[Labeled-object pointing entries]
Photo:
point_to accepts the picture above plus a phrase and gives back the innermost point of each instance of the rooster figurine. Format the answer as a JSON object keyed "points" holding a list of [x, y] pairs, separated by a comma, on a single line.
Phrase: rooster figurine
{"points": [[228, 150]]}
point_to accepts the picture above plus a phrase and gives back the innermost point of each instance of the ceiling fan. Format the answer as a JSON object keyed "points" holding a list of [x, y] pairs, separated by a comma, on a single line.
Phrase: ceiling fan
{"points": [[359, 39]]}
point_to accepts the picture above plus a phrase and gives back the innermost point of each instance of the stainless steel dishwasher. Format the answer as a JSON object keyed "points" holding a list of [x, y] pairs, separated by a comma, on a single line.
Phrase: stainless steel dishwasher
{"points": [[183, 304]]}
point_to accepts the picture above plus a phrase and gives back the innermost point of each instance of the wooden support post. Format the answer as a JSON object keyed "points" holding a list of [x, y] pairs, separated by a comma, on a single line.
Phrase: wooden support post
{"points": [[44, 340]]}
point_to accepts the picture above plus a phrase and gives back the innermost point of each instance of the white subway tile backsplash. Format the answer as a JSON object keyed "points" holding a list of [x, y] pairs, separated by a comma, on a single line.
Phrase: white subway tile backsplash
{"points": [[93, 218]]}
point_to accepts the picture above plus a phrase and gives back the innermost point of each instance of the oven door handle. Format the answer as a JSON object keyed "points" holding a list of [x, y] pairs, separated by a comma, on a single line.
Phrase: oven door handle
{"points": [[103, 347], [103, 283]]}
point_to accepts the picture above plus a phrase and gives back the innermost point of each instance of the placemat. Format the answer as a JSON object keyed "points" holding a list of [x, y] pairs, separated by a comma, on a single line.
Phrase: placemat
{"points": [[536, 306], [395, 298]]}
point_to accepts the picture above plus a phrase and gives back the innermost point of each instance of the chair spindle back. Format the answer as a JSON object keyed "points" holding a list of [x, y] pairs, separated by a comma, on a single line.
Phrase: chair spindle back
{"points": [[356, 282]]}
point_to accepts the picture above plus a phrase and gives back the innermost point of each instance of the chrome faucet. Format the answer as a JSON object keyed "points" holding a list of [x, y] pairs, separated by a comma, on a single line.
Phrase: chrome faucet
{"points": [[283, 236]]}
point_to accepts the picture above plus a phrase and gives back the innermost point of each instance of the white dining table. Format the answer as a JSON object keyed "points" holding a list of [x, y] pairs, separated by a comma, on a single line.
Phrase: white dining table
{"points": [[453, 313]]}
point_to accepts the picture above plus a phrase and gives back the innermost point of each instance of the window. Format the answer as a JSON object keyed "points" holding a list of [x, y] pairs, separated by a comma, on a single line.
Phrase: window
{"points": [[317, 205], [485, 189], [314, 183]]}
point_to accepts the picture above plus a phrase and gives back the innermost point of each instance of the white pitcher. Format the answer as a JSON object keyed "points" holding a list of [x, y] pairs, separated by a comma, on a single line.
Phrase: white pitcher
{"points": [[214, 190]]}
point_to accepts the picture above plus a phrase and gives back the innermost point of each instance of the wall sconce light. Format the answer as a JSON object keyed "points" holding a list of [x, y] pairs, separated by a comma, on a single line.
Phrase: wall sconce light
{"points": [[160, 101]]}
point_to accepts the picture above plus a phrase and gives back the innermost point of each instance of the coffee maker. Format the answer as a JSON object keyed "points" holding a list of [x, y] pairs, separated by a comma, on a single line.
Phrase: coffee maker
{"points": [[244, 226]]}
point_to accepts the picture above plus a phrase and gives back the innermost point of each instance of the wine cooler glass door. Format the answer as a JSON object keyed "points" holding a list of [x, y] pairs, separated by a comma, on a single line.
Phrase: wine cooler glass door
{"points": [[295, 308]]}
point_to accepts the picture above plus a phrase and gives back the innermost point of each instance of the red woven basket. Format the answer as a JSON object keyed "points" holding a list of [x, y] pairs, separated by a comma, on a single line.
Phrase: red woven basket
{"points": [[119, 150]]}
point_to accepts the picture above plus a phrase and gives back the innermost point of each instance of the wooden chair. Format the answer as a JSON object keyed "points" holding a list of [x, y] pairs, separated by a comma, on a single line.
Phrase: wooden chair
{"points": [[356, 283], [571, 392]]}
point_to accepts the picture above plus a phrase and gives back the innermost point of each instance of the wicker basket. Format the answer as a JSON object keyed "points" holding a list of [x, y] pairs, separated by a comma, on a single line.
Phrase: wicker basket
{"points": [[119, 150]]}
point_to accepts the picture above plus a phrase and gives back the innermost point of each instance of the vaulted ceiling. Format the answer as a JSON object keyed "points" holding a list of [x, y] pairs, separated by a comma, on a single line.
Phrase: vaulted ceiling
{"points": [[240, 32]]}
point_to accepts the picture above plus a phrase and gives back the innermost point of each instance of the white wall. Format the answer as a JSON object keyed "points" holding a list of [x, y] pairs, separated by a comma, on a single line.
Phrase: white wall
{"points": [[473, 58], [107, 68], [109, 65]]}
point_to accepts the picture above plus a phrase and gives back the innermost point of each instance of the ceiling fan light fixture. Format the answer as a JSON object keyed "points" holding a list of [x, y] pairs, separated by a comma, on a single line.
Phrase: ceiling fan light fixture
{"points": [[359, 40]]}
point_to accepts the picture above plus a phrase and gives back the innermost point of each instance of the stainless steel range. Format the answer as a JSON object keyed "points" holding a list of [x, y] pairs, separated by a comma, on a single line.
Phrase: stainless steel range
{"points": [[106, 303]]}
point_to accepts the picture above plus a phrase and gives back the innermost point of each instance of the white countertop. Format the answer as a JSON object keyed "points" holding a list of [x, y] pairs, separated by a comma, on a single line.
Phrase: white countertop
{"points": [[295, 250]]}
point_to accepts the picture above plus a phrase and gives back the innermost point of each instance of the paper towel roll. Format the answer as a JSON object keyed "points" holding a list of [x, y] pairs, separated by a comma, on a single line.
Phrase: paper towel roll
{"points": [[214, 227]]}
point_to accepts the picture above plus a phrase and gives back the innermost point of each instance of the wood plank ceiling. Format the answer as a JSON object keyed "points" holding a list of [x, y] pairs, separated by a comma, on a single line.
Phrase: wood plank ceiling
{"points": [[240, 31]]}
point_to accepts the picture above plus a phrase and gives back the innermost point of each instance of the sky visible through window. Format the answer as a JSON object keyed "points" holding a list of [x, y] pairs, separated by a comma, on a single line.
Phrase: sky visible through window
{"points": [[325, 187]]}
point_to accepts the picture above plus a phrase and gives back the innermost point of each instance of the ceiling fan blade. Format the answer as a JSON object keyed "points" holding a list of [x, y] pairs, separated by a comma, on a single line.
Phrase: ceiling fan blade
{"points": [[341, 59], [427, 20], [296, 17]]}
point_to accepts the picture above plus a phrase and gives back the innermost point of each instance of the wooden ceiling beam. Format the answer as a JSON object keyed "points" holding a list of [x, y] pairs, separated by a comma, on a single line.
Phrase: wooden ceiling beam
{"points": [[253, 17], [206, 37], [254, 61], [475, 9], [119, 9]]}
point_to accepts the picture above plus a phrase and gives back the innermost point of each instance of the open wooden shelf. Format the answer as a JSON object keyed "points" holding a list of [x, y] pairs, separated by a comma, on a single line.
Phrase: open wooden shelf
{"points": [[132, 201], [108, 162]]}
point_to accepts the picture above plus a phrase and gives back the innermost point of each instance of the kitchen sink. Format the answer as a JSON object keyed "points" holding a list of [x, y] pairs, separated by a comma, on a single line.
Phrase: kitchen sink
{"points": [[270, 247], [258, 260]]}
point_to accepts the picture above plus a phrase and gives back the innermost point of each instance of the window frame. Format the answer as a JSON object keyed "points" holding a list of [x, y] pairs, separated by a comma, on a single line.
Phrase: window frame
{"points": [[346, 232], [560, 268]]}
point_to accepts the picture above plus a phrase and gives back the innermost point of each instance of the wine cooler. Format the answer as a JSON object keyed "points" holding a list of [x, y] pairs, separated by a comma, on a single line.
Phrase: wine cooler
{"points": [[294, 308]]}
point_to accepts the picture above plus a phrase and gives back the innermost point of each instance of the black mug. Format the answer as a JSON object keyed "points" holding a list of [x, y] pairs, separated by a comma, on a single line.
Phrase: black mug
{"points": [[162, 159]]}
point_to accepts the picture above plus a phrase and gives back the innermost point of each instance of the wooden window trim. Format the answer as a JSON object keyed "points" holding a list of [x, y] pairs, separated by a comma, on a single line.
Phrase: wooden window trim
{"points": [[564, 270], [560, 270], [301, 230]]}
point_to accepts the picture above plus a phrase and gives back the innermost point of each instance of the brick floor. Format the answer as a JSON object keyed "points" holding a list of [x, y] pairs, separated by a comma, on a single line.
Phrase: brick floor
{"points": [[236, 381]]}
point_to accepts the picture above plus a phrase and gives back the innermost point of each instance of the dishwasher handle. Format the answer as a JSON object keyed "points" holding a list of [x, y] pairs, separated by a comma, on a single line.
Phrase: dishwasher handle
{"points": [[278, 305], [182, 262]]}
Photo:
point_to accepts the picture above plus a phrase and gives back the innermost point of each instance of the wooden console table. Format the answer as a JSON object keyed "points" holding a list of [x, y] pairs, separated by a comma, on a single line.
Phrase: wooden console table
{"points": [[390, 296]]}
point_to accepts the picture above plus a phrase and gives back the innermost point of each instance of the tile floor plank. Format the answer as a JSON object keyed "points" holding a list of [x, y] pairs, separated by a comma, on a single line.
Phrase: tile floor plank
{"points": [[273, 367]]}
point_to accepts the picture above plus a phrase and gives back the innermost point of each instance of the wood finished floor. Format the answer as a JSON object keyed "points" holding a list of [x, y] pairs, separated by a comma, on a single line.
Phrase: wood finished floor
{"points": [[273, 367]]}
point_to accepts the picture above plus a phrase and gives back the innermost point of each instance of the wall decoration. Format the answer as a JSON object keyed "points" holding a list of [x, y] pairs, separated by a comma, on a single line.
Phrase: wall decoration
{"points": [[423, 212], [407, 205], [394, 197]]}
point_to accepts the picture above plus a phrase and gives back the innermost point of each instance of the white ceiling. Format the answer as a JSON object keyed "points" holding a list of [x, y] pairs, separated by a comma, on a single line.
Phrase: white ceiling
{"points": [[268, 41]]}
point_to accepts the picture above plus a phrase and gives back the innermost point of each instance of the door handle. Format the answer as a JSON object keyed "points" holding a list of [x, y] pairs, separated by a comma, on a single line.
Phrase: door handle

__Work instructions__: Starting at the line that contains "of the tile", retype each line through the end of the listing above and nothing else.

__Solution for this problem__:
point_to accepts the picture above plus a phrase and gives back the innermost point of each instance of the tile floor plank. Format the answer as a JSON object keyed "points" holding a list of [x, y] pairs, separated by a comma, on a single line.
Phrase: tile floor plank
{"points": [[273, 367]]}
point_to accepts the picture above plus a phrase and gives back the innermost point of each instance of the wood finished floor. Format the answer as a JSON object keyed "points" holding a list of [x, y] pairs, separated by a comma, on a single line.
Phrase: wood finished floor
{"points": [[273, 367]]}
point_to accepts the picture above plus a phrase and gives back the innermost point of each instance of the wall decoration. Format the answer as a JSON object keyed "points" holding a list of [x, y] pairs, separated by a comma, on a single line.
Phrase: wall decoration
{"points": [[423, 212], [407, 205], [394, 197]]}
point_to accepts the picture above plus a phrase and gives back the innermost point of each instance of the white ceiling. Format the answer as a JSON object keyed "points" holding a list of [x, y] pairs, separated by a comma, on a single line.
Phrase: white ceiling
{"points": [[268, 41]]}
point_to accepts the picture above plus a phrase and gives back the innermost point of each instance of the door handle. Format the answer as a JSON object keyed "points" holding a list of [x, y] pairs, separated by a comma, on a single line.
Phrase: door handle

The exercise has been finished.